- [Exercise task]
Filter the records below, copying out each line that contains the word "brown". Case counts, so only lines with an exact case match belong.

———

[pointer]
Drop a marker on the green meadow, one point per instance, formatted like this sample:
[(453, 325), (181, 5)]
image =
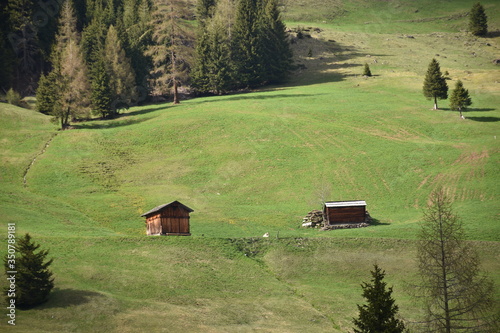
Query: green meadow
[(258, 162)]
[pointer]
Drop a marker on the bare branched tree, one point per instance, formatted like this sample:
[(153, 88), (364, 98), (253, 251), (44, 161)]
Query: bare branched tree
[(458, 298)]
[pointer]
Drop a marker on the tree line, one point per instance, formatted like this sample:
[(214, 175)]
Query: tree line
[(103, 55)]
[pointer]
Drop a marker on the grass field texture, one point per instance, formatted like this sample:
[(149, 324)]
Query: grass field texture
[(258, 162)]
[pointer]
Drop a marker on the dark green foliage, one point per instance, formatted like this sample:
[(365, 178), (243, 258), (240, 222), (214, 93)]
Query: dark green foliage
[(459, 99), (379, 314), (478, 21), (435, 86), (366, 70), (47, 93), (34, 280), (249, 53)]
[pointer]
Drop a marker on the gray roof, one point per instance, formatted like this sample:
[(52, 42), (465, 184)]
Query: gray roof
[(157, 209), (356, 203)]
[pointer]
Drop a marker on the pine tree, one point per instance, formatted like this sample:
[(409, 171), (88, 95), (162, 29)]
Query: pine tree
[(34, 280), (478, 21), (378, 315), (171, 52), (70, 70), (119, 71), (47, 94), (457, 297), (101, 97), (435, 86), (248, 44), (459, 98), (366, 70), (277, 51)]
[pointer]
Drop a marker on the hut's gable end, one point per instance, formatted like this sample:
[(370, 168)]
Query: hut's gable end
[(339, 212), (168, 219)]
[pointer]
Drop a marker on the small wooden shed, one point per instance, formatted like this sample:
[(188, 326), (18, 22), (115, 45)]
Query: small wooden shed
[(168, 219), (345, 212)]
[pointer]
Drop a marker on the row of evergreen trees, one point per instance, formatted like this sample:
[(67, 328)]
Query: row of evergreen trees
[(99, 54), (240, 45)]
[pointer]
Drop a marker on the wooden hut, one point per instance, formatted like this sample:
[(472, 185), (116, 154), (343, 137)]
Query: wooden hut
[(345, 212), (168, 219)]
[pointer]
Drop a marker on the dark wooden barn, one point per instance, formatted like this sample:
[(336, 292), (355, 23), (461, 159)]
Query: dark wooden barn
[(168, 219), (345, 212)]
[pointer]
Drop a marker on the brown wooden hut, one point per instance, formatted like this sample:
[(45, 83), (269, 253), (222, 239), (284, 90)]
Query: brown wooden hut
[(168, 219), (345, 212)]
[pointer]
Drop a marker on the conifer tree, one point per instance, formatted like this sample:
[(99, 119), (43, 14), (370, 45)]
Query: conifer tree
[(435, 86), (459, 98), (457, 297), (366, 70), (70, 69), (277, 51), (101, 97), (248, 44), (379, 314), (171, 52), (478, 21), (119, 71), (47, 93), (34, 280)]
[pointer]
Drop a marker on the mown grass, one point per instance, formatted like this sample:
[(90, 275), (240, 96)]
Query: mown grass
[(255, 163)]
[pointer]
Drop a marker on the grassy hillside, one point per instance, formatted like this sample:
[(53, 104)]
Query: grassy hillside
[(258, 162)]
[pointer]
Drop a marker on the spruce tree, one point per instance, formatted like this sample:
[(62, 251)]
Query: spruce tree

———

- [Expected output]
Drop a marker on the brown wooden hut, one point per instance, formatted like this sample:
Query: brown wooden hut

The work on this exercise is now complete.